TASK DETAILS: Lines below that include the word "sleeve" should each be copied.

▬▬▬▬▬▬▬▬▬▬

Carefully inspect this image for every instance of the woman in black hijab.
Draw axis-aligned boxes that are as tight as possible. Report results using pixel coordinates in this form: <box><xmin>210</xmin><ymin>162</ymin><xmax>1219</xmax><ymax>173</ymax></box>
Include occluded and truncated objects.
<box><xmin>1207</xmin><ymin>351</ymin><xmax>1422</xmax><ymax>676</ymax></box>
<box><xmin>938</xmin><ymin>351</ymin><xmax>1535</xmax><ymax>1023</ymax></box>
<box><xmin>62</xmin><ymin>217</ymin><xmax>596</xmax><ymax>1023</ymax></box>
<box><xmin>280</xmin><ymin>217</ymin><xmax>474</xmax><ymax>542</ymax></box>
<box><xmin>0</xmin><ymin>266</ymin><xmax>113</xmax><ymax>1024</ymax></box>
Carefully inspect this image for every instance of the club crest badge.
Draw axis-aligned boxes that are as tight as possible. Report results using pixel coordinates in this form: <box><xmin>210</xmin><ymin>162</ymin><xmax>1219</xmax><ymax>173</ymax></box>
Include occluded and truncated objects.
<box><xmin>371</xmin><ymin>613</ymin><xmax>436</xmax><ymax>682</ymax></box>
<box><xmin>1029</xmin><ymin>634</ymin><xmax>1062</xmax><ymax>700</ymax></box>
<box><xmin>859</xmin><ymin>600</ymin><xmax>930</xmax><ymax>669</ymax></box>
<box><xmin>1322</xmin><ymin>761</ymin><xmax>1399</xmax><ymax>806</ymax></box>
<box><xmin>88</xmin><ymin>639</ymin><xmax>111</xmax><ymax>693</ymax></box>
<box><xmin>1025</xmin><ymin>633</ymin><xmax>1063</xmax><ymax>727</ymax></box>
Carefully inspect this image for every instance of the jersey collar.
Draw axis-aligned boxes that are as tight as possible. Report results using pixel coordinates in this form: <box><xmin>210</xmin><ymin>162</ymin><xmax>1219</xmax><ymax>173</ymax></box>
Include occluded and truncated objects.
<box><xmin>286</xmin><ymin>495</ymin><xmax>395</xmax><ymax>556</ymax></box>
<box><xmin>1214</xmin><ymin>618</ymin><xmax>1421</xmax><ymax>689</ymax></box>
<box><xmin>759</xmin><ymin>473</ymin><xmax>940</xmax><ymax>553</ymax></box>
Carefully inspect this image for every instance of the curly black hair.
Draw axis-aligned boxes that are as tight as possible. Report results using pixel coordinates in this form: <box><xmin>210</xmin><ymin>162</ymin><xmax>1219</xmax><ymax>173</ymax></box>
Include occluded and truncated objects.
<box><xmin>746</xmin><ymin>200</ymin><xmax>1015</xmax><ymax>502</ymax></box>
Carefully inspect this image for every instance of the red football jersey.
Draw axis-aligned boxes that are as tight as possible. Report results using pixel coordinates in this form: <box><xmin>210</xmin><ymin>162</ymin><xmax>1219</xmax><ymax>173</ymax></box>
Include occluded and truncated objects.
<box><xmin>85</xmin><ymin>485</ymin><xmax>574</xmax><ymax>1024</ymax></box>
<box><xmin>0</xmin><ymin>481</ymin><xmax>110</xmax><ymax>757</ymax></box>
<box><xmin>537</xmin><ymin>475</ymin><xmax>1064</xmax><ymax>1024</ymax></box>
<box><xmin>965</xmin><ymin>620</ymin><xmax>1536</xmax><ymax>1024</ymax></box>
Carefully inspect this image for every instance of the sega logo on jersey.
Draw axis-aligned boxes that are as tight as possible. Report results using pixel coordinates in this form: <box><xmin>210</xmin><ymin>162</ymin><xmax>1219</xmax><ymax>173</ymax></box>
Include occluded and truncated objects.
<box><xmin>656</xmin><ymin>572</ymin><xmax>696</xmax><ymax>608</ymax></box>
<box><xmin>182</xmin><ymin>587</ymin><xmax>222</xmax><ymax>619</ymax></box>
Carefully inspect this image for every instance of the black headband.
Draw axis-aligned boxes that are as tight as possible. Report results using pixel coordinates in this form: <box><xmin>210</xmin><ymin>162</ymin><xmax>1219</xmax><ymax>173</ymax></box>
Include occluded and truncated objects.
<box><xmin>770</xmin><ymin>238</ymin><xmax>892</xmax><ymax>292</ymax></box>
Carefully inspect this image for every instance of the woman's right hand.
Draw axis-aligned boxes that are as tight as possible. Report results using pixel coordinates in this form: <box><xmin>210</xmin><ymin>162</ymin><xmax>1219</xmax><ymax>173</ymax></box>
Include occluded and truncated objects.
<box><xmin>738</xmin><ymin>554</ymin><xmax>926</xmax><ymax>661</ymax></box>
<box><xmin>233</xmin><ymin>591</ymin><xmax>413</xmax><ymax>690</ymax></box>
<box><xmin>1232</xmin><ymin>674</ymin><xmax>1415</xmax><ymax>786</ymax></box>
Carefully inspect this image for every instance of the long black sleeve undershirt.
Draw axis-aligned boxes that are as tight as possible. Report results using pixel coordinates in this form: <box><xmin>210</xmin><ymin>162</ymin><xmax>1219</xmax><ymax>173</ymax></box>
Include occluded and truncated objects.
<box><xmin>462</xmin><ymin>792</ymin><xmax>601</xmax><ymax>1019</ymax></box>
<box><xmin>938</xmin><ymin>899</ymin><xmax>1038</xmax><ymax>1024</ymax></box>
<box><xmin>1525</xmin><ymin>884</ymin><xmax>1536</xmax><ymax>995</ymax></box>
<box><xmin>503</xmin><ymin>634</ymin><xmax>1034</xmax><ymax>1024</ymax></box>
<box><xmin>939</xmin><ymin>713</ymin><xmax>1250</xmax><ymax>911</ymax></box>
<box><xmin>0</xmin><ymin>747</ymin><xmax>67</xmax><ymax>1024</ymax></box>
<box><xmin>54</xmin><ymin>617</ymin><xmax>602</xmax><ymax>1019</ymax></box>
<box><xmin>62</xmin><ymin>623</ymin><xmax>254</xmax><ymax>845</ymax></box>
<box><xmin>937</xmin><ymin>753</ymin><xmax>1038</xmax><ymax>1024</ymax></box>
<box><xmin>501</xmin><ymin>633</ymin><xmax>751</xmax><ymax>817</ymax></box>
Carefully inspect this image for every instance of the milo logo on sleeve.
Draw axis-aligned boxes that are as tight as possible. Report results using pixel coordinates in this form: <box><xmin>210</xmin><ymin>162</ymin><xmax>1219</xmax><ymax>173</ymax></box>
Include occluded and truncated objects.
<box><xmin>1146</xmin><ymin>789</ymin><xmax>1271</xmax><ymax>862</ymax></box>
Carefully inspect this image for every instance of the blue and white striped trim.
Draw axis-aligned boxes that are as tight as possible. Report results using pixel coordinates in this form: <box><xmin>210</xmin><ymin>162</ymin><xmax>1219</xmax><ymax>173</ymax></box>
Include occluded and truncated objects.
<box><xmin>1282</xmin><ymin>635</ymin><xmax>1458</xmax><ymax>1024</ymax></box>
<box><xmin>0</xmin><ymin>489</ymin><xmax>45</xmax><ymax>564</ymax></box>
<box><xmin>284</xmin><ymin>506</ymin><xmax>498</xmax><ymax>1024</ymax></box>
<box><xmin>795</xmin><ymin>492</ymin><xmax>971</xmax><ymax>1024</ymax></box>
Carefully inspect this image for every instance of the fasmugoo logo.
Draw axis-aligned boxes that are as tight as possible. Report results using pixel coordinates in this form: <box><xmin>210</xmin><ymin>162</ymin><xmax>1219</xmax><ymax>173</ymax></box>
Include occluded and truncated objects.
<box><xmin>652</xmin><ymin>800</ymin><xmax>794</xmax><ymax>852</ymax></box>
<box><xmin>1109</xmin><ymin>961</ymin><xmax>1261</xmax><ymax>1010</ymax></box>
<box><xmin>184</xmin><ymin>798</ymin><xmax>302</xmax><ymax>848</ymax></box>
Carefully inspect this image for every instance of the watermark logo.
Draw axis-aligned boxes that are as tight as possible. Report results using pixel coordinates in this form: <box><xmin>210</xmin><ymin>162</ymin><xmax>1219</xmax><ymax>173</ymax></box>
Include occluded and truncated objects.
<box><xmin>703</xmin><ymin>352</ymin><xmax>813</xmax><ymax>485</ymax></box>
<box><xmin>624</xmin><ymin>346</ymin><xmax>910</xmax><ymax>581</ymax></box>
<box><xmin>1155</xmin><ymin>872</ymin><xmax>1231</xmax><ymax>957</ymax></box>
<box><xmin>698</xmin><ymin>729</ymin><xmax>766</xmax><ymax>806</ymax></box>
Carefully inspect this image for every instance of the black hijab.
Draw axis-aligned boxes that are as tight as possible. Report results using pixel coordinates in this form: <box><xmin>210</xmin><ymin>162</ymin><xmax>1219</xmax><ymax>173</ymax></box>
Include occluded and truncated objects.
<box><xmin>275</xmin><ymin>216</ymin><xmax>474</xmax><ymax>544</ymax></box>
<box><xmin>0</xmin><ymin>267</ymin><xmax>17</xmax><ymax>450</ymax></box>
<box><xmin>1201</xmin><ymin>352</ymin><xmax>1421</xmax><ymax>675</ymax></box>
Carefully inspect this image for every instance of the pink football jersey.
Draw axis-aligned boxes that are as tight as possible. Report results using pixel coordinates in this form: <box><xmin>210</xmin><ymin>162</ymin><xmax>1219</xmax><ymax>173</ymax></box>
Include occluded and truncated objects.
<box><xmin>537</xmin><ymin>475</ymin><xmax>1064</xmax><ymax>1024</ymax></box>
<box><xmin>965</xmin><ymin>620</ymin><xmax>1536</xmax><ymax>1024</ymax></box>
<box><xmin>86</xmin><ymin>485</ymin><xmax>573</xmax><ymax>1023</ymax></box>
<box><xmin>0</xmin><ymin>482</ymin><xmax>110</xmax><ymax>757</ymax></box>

▬▬▬▬▬▬▬▬▬▬

ANSWER TO THIS PROBLEM:
Carefully inspect this image for every instance of the long black sleeve undershirt.
Carefully inspect this image for every instance of the milo logo on sleeve.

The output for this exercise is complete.